**Written task**
Pull out every line in the rows below that contains the word "brown", and copy each of those lines in full.

**Entries supplied**

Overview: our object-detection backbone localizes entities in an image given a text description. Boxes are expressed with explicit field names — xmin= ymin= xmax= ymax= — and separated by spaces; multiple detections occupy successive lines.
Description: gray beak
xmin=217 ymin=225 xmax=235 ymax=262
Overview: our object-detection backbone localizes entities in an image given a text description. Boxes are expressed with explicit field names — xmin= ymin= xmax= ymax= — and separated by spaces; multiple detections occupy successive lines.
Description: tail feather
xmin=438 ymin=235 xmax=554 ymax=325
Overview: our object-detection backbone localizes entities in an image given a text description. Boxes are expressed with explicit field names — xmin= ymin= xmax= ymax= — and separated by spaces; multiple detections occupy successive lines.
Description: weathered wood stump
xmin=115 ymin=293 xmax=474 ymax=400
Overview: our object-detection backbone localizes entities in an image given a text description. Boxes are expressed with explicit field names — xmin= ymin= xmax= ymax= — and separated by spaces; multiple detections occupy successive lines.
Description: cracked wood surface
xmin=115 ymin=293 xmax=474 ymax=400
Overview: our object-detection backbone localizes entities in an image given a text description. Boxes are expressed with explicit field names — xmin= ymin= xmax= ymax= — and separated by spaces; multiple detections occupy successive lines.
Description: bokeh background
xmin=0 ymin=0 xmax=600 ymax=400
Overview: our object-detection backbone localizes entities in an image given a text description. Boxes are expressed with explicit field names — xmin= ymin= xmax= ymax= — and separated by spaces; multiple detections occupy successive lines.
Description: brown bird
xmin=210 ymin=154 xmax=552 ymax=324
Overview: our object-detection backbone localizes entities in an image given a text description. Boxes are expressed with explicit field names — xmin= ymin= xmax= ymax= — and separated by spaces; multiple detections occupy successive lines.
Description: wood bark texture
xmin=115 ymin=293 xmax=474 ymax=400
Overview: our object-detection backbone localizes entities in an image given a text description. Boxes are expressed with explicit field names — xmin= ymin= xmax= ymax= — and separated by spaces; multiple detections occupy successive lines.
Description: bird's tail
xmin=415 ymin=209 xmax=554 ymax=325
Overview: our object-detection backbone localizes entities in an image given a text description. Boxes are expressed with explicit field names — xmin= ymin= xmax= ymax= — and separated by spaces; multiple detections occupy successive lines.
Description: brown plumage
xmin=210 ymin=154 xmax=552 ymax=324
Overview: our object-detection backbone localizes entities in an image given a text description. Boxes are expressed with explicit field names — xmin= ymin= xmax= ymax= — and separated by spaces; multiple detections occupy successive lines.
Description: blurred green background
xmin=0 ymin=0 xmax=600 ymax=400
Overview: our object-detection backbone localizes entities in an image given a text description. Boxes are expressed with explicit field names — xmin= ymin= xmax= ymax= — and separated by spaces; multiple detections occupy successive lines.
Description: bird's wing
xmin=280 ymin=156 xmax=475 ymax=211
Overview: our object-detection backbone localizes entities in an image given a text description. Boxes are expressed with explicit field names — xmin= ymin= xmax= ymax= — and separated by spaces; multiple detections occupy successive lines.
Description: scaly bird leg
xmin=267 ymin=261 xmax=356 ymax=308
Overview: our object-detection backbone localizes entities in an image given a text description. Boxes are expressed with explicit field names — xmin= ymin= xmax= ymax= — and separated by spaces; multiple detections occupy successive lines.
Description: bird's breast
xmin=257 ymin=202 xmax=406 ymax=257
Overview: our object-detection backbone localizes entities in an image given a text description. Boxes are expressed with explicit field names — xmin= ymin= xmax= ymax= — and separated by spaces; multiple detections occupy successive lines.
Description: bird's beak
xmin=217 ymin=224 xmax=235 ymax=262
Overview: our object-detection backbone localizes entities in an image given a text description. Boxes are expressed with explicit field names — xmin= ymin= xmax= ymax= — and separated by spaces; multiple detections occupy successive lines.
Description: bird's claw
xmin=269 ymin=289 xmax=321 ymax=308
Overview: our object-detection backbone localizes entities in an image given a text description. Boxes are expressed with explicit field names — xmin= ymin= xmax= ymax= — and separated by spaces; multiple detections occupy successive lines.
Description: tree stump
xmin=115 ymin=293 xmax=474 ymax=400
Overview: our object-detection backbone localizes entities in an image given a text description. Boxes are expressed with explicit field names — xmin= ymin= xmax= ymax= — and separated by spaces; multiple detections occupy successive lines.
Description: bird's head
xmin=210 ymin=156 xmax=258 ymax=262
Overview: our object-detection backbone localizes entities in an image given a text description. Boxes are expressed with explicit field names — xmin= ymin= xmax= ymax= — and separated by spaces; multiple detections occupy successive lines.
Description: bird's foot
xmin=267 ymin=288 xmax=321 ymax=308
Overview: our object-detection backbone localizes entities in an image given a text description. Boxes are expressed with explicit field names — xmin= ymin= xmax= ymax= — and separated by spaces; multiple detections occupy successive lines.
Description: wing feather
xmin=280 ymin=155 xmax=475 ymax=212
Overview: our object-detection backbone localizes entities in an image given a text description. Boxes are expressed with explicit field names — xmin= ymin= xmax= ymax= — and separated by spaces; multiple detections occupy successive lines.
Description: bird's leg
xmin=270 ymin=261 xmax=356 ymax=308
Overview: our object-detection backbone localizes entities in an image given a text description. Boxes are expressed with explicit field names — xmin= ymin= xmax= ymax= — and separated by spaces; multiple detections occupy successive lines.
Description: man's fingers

**Solution to this problem**
Description: brown bird
Description: brown plumage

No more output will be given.